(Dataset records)
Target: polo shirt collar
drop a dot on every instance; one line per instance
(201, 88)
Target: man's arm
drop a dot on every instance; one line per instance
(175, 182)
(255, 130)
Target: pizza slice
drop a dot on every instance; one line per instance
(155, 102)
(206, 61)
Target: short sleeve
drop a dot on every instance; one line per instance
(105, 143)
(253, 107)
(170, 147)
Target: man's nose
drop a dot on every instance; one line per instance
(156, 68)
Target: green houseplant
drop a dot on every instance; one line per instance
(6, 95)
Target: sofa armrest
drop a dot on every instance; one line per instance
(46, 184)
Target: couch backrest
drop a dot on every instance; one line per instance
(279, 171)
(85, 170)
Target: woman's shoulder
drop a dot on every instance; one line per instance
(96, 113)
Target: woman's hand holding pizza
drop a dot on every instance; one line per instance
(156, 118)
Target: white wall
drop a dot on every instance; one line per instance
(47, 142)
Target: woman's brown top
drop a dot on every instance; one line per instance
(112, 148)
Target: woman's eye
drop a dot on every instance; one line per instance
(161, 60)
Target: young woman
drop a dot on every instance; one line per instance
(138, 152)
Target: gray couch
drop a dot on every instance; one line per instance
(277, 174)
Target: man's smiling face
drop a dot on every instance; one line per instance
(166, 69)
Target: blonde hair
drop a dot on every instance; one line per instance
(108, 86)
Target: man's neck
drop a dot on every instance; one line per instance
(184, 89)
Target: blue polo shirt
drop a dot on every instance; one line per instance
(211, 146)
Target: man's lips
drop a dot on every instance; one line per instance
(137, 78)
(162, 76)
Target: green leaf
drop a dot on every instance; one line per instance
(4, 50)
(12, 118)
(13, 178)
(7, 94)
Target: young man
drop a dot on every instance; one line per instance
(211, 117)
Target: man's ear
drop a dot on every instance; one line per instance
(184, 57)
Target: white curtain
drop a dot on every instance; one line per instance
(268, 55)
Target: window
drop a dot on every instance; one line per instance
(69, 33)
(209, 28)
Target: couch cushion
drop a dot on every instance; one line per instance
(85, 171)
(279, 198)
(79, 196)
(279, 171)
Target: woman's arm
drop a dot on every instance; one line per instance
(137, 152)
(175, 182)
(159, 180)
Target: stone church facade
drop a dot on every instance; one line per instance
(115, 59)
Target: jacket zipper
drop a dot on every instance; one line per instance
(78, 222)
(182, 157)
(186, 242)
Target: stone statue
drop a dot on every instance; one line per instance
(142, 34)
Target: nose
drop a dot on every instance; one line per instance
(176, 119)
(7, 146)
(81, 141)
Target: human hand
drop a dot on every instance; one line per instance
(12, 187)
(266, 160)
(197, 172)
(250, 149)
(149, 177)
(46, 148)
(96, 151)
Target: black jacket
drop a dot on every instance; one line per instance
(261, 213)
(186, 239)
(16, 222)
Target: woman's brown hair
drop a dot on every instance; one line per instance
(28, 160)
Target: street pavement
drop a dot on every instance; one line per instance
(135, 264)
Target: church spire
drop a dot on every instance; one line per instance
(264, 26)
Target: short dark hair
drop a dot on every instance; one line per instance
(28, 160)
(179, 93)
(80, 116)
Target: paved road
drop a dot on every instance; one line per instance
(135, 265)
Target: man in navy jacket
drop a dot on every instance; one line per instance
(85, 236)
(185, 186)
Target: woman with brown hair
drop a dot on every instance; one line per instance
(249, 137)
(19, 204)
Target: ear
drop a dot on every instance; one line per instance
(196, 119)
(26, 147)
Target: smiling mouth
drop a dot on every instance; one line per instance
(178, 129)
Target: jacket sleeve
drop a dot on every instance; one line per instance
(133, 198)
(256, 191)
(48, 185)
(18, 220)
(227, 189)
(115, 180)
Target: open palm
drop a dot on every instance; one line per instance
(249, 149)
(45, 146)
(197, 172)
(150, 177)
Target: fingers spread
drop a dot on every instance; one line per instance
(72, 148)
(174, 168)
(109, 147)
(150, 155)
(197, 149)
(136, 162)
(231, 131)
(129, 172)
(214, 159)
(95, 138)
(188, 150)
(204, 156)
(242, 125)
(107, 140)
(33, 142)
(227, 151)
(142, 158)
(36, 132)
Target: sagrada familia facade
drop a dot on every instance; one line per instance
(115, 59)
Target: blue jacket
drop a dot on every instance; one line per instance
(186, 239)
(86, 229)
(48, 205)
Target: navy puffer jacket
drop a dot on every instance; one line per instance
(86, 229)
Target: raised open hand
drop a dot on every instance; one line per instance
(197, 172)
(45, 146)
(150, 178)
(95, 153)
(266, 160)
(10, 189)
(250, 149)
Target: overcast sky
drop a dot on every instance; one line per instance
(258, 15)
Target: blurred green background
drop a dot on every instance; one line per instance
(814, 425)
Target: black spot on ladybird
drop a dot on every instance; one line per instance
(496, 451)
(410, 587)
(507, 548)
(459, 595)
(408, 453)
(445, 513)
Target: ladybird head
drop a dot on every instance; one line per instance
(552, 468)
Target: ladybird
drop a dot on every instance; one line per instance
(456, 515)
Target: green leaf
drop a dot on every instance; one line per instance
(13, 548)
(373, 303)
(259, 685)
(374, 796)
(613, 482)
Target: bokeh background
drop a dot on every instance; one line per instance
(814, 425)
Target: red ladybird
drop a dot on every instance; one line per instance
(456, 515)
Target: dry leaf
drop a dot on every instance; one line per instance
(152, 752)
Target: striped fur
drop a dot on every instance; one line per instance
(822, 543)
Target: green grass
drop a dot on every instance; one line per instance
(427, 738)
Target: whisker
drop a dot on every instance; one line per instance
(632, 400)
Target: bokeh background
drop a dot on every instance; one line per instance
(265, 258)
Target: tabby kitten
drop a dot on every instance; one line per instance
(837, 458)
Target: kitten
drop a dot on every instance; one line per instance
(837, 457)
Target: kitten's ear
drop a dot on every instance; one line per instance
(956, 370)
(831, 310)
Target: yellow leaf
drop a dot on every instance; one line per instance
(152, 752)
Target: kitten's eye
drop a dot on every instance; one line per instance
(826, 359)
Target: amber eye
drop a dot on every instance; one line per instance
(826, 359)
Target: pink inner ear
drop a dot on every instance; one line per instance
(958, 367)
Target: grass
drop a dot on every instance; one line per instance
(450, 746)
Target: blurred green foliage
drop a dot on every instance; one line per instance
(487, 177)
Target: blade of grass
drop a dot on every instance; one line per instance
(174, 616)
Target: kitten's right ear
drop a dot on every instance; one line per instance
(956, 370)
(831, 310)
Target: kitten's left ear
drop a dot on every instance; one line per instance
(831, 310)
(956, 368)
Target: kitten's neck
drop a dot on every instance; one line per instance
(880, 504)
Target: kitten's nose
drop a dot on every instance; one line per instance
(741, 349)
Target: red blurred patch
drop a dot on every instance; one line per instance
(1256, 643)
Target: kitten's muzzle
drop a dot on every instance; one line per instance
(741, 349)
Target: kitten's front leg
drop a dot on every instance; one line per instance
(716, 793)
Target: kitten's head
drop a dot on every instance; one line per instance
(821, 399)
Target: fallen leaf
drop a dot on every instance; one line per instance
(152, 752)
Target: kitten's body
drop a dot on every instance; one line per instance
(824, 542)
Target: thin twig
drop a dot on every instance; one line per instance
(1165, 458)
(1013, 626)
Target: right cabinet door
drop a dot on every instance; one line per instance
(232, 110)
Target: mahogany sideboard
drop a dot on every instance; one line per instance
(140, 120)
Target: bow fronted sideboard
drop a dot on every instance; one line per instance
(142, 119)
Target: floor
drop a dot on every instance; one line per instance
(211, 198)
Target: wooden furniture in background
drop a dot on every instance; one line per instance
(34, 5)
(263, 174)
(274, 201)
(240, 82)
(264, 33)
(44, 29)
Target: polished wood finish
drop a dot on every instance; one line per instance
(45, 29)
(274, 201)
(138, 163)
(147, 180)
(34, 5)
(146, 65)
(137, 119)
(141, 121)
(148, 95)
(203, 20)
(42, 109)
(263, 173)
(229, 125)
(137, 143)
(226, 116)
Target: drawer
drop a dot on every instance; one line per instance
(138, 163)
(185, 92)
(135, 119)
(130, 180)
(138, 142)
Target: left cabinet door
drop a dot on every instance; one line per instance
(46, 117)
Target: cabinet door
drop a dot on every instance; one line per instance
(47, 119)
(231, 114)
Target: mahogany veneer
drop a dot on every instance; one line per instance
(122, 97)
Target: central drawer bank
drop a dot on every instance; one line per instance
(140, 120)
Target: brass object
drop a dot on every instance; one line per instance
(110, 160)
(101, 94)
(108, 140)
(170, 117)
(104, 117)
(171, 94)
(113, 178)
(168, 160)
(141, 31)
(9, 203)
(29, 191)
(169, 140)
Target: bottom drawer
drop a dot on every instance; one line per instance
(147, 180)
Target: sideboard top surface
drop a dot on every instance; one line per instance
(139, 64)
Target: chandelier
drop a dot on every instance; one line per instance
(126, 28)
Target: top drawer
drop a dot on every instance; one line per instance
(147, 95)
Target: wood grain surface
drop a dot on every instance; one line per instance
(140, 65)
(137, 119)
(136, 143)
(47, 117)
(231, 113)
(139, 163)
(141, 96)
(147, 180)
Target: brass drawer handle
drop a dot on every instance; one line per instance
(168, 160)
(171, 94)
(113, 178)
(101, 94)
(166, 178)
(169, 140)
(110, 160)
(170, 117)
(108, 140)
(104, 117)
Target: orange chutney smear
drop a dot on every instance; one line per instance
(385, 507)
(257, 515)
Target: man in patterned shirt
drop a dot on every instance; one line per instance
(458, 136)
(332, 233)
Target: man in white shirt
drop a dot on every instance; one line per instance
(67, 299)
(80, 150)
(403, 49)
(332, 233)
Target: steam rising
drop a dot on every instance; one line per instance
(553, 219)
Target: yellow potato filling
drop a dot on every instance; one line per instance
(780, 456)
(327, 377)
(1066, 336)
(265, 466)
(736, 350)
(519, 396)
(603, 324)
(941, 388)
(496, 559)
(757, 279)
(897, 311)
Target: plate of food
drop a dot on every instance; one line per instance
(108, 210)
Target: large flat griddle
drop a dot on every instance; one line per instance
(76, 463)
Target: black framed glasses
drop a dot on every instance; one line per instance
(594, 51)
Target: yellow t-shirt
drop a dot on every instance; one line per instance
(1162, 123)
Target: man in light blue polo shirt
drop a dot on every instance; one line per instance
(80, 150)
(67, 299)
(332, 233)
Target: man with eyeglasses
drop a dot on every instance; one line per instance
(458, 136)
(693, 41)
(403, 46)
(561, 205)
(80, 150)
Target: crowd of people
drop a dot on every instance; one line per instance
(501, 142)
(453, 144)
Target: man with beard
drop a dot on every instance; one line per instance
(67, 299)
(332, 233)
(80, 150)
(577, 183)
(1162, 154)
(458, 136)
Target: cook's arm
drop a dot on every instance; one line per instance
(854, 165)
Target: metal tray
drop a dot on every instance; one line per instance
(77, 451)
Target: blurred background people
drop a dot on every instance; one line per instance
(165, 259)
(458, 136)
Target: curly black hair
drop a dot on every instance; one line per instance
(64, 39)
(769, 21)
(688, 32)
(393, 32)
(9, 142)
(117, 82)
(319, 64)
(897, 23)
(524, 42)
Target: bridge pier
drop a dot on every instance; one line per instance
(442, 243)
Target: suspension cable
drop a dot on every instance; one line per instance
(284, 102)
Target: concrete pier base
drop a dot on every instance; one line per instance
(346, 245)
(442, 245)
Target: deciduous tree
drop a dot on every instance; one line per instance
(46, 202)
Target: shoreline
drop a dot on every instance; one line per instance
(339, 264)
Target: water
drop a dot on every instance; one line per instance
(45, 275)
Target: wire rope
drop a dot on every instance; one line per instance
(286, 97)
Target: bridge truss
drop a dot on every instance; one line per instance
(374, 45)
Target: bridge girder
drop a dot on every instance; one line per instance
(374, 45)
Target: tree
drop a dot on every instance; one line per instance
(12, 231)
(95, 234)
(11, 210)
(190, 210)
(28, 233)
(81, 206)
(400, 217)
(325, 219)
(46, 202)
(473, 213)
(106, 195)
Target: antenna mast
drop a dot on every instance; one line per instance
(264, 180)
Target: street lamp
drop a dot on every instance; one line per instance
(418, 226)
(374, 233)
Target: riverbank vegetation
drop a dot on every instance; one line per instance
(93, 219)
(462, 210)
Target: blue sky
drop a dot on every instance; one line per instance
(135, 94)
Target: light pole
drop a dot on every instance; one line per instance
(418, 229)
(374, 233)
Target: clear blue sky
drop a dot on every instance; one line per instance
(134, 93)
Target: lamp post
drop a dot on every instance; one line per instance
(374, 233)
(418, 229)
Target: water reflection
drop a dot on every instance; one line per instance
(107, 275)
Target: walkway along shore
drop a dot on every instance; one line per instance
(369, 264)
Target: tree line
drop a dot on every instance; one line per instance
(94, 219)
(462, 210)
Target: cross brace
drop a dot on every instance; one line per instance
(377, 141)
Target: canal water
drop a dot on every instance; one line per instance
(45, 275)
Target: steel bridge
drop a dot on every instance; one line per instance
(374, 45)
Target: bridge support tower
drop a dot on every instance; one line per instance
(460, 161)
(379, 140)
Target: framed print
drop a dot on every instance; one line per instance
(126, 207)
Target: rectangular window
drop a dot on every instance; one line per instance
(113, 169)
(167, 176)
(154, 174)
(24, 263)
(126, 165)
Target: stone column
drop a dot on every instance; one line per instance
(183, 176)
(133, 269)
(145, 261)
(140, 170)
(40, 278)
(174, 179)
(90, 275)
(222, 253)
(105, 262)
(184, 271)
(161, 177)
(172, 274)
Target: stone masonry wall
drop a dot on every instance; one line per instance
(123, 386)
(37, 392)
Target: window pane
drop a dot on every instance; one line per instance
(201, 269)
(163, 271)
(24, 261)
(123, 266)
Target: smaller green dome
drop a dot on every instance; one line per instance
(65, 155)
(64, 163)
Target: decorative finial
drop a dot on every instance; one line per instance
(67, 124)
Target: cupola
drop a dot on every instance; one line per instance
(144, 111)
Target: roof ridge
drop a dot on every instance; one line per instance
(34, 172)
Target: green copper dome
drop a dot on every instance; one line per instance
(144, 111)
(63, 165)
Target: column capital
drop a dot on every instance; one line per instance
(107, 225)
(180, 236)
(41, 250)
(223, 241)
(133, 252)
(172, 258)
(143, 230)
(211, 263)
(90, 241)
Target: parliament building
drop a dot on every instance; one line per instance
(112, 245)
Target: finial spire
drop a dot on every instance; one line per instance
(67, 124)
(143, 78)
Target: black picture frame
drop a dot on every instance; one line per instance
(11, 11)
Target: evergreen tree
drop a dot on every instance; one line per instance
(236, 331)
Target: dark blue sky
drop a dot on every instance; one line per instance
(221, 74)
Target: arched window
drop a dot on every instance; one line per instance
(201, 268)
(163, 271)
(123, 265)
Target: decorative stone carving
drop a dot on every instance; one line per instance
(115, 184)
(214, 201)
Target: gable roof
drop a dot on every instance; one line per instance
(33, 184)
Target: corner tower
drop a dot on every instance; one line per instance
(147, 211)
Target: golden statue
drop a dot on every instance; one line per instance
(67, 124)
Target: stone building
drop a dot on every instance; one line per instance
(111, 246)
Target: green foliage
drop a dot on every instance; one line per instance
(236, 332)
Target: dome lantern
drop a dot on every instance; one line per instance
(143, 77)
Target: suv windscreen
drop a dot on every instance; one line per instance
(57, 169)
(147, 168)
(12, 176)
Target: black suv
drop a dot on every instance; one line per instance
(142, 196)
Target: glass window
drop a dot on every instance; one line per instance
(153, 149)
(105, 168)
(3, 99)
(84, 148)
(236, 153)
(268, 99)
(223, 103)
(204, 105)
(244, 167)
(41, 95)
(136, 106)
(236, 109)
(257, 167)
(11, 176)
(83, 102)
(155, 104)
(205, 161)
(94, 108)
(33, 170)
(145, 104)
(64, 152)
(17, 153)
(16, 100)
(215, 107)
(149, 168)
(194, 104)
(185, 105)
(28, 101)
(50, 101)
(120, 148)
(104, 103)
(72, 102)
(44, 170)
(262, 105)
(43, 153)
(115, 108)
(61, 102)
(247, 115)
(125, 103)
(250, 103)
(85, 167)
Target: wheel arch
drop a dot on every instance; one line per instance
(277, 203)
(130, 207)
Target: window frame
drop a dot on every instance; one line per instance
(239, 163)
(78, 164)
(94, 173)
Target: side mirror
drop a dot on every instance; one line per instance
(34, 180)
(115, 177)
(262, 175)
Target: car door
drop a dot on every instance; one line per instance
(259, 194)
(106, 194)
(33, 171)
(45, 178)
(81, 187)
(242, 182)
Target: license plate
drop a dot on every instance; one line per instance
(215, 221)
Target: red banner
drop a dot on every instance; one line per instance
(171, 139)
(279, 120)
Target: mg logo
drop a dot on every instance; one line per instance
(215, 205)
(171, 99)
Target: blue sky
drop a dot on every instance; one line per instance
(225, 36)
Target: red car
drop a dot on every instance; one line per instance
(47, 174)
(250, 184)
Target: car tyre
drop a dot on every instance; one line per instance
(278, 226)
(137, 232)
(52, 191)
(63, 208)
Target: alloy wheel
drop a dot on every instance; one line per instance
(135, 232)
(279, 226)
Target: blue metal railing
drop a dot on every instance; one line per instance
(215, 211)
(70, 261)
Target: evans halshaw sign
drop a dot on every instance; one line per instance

> _WHAT THE TASK ASKS_
Repeat exactly the lines starting at the line with "Target: green foliage" and ending with the final line of the entries. Include nothing else.

> _RESULT_
Target: green foliage
drop a dot on every instance; one line per instance
(236, 332)
Target: dome lantern
drop a dot on every instance; one line per instance
(143, 77)
Target: suv windscreen
drop a dot on every instance; one line per instance
(57, 169)
(147, 168)
(12, 176)
Target: black suv
drop a dot on every instance; one line per instance
(142, 196)
Target: glass window
drop a dot on every instance; one line per instance
(153, 149)
(105, 168)
(3, 99)
(84, 148)
(236, 153)
(268, 99)
(223, 103)
(204, 105)
(244, 167)
(41, 95)
(136, 106)
(236, 109)
(257, 167)
(11, 176)
(83, 102)
(155, 104)
(205, 161)
(94, 108)
(33, 170)
(145, 104)
(64, 152)
(17, 153)
(16, 100)
(215, 107)
(149, 168)
(194, 104)
(185, 105)
(28, 101)
(50, 101)
(120, 148)
(104, 103)
(72, 102)
(44, 170)
(262, 105)
(43, 153)
(115, 108)
(61, 102)
(247, 115)
(125, 103)
(250, 103)
(85, 167)
Target: wheel arch
drop a dot on every instance; one line per instance
(277, 203)
(130, 207)
Target: window frame
drop a dot on every instance; one line per instance
(239, 163)
(78, 164)
(94, 173)
Target: side mirror
drop a dot on every instance; one line per instance
(34, 180)
(115, 177)
(262, 175)
Target: car door
drop a dot on every instance; one line per instance
(259, 194)
(106, 194)
(33, 171)
(45, 178)
(81, 187)
(242, 182)
Target: license plate
drop a dot on every instance; one line per instance
(215, 221)
Target: red banner
drop a dot on every instance; one line per instance
(171, 139)
(279, 120)
Target: mg logo
drop a dot on every instance; one line per instance
(215, 205)
(171, 99)
Target: blue sky
drop a dot on every instance; one line per instance
(225, 36)
Target: red car
drop a dot on every instance; one line per instance
(47, 174)
(250, 184)
Target: car tyre
drop a dot on every instance; one line per instance
(278, 226)
(137, 232)
(52, 191)
(63, 208)
Target: alloy wheel
drop a dot on every instance; one line per instance
(135, 232)
(279, 226)
Target: blue metal railing
drop a dot on every instance; one line per instance
(215, 211)
(70, 261)
Target: evans halshaw sign
drop a dot on every instance; one line per instance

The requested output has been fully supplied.